[Start of SUPPLIED MATERIAL]

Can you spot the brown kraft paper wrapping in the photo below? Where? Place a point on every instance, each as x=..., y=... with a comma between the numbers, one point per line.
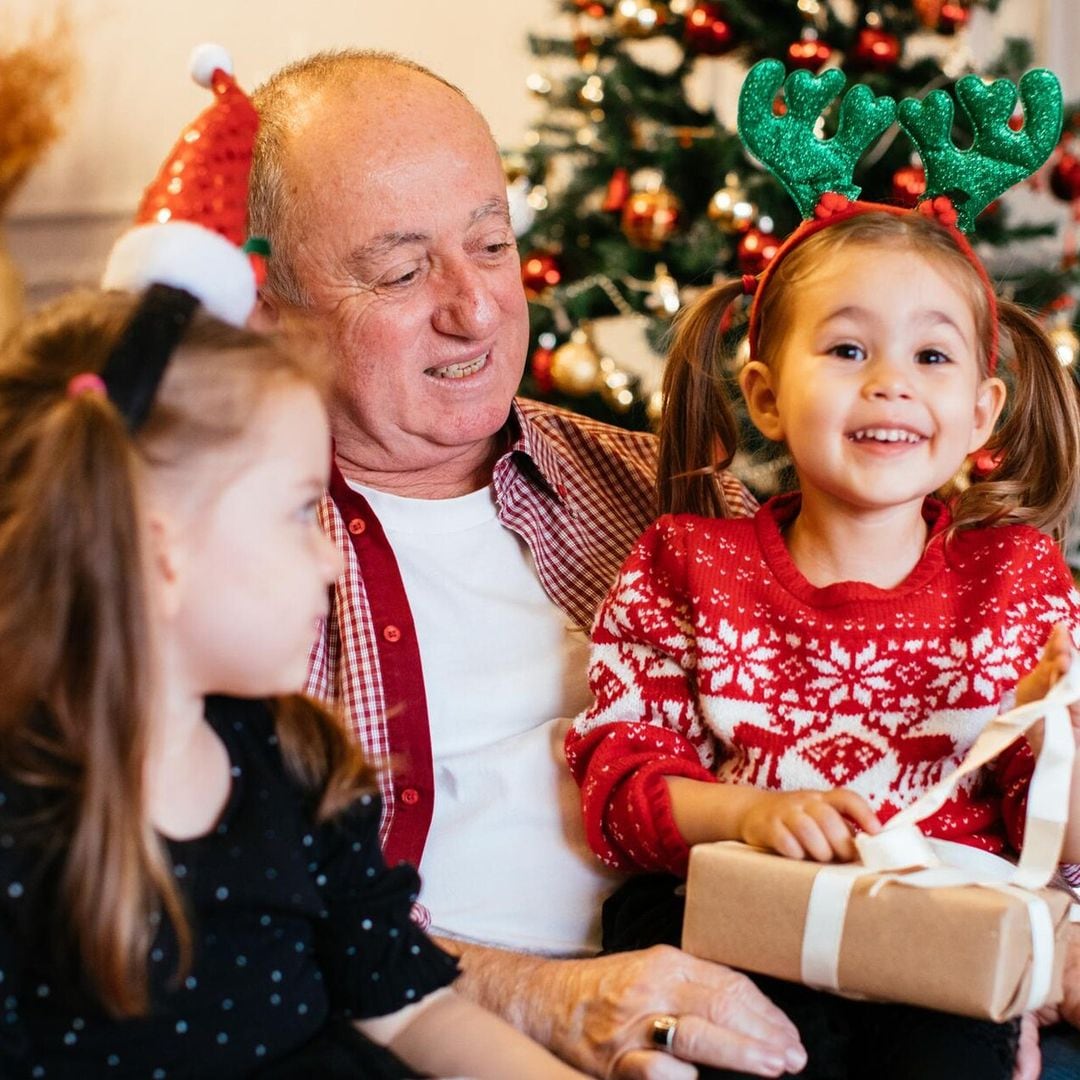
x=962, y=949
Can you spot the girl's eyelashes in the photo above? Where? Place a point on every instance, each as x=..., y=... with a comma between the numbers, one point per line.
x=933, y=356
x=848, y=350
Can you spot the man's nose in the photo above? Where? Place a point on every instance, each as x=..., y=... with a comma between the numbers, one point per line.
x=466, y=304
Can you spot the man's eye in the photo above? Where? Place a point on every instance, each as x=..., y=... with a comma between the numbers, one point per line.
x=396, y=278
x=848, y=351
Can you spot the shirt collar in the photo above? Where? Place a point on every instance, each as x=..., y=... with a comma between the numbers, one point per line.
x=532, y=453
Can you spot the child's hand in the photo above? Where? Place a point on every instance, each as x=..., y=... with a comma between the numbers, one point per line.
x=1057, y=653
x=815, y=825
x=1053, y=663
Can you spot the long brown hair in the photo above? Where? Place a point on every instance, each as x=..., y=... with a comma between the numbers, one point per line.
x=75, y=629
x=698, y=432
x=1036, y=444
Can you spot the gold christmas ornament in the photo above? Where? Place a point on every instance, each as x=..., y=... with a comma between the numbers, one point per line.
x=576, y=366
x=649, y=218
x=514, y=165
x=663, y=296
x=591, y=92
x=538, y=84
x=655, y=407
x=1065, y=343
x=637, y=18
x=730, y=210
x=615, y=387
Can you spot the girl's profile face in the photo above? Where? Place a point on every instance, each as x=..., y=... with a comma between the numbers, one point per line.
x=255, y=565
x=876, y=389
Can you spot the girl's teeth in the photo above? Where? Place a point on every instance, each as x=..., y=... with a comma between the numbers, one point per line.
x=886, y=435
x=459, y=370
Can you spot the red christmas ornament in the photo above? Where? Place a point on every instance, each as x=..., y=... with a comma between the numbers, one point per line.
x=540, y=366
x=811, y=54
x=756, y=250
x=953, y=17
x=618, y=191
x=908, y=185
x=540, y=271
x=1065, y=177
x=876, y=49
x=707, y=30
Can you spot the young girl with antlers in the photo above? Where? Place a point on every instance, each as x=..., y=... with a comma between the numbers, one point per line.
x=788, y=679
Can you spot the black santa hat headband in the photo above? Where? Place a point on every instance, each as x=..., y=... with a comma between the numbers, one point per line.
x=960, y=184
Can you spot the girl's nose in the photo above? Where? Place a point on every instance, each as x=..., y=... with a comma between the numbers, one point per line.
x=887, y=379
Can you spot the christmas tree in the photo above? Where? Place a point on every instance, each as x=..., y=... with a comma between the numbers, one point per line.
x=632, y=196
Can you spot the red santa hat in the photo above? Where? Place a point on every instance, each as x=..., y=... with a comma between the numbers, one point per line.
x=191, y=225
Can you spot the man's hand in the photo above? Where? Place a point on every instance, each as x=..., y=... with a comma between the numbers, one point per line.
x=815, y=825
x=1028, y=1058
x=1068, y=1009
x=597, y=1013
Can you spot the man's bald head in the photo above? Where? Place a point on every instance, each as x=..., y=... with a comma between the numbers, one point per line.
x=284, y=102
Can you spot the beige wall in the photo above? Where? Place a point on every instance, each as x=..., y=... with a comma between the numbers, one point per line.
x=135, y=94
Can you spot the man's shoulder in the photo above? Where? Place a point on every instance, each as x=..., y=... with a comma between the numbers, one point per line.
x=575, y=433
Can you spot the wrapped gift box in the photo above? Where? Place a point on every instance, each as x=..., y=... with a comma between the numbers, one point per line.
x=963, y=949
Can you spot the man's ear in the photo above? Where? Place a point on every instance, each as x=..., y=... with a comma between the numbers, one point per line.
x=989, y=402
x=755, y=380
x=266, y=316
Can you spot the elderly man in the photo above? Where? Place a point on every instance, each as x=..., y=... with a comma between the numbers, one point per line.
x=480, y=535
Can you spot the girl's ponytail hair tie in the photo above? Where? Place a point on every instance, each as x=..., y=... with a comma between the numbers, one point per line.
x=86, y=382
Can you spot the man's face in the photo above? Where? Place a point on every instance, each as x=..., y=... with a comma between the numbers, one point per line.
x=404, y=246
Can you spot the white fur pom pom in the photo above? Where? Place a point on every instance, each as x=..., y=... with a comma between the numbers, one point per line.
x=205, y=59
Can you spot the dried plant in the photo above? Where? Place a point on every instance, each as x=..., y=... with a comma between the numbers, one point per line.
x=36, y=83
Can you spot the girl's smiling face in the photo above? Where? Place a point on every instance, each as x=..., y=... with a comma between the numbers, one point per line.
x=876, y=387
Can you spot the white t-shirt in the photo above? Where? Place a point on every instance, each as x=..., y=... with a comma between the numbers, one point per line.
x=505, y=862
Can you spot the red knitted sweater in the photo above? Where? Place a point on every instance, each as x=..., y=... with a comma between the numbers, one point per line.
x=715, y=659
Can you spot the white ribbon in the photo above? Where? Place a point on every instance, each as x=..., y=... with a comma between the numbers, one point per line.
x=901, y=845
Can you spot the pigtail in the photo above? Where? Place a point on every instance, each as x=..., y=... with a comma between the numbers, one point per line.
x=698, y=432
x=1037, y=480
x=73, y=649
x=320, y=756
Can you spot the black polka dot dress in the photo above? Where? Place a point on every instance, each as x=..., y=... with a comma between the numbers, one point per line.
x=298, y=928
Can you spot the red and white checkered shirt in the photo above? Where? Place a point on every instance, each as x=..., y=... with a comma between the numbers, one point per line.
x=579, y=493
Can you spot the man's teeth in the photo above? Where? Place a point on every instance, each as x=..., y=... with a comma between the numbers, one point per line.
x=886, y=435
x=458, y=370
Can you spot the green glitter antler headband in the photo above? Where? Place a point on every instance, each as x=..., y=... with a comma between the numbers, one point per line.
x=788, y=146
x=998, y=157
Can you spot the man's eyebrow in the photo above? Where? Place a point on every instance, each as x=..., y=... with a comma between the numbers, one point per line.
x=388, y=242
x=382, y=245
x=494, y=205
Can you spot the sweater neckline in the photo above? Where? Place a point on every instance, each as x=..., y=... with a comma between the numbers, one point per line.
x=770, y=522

[End of SUPPLIED MATERIAL]
[Start of SUPPLIED MATERIAL]

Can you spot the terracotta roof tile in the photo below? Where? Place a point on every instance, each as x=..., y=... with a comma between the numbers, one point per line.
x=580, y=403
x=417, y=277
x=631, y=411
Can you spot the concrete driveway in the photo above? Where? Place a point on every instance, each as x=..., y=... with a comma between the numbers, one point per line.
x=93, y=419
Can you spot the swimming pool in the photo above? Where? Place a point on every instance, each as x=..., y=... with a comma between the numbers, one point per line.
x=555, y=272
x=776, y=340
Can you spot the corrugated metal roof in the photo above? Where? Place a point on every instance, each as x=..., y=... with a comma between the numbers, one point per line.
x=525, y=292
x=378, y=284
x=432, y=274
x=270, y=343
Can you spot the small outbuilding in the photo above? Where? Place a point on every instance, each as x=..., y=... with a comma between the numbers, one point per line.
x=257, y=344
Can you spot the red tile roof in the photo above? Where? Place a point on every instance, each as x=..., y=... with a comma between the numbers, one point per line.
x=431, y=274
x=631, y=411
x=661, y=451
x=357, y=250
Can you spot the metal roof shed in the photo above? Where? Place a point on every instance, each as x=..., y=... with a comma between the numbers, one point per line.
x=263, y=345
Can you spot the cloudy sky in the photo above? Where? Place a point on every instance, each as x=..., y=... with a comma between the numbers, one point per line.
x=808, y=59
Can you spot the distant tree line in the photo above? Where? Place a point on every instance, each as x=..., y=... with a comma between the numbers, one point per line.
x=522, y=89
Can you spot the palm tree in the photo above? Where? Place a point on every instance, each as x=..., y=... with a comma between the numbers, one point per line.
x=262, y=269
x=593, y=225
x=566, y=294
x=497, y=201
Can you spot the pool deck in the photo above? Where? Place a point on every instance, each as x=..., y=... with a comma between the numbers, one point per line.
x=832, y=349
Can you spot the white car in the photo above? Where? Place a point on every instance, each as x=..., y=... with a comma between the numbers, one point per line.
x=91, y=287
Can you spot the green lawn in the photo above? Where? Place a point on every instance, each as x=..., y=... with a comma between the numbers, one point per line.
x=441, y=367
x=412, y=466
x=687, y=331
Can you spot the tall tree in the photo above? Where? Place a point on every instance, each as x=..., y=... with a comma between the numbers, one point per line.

[End of SUPPLIED MATERIAL]

* _EXERCISE DETAILS_
Starting at the line containing "Can you spot the brown" and ending at the line containing "x=848, y=350", write those lines out again with "image" substituted for "photo" and nothing else changed. Leave the pictures out.

* _RESULT OF THIS TASK_
Can you spot the brown kraft paper wrapping in the image below? Where? Place a point on every instance, each as x=..., y=... with a comma between the numbers, one point per line.
x=962, y=949
Can you spot the girl's eyelashes in the image above? Where? Place a point on every instance, each as x=..., y=... with a comma between the numbers, one point per line.
x=933, y=356
x=848, y=350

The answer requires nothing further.